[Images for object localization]
● ● ● ●

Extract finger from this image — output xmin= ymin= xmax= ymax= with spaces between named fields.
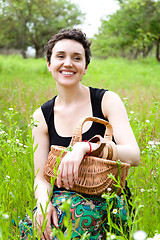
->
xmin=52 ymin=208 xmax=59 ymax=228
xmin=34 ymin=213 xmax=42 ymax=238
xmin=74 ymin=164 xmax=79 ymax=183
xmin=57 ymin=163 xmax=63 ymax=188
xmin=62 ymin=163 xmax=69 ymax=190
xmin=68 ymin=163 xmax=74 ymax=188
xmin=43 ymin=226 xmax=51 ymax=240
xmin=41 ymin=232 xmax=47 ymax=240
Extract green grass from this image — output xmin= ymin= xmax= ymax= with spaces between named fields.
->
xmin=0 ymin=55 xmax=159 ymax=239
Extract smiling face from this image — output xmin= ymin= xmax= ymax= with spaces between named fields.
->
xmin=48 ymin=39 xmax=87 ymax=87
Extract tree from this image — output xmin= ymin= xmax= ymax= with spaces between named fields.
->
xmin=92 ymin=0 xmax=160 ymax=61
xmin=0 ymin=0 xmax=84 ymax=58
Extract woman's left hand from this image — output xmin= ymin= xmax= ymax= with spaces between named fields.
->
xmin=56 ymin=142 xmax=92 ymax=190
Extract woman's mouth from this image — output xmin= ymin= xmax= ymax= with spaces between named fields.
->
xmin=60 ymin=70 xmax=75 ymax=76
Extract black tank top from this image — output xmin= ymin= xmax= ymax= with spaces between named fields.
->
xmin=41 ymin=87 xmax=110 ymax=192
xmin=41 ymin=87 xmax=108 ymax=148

● ● ● ●

--- What you need to do ---
Filter the entries down to the lines holding the string "woman". Copy each of those lines.

--- Response to this task ---
Extract woman's left hand from this image — output xmin= ymin= xmax= ymax= with spaces between named fields.
Extract woman's mouth from this image — output xmin= ymin= xmax= ymax= with spaces between named fields.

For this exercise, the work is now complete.